SUPPLIED DATA:

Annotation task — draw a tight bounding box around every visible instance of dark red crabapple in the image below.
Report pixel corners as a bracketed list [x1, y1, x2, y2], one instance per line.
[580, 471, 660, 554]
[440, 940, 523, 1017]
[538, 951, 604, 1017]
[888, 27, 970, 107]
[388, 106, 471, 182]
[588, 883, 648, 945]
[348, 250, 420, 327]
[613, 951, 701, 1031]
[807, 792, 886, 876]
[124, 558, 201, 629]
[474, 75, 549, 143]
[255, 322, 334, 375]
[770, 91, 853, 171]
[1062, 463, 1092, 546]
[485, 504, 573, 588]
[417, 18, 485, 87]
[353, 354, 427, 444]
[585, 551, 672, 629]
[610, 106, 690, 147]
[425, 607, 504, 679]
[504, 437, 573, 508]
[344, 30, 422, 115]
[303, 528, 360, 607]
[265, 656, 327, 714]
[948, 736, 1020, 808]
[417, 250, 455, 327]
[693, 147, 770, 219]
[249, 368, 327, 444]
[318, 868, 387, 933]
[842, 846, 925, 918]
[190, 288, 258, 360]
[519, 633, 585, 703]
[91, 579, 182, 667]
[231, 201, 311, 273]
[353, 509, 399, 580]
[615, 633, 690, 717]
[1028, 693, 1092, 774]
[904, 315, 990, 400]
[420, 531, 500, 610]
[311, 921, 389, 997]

WHAT IS NEEDED:
Could you reproduce the stretch of the listing from its start through the line containing "[1062, 463, 1092, 546]", keeping every line, including the two opening lines, but adding 60 to each bounding-box coordinate?

COMPLETED TASK:
Annotation task — draw a tight bounding box around every visible instance of dark red crabapple in the image below.
Report pixel corners as a bracketed list [x1, y1, x2, y2], one instance per line.
[640, 531, 720, 614]
[500, 1000, 583, 1077]
[598, 1011, 664, 1077]
[948, 87, 1030, 167]
[448, 166, 531, 242]
[648, 943, 708, 1005]
[408, 310, 480, 387]
[673, 1011, 761, 1091]
[867, 852, 946, 936]
[184, 618, 261, 689]
[534, 135, 609, 203]
[315, 382, 394, 435]
[830, 151, 913, 231]
[1122, 523, 1152, 606]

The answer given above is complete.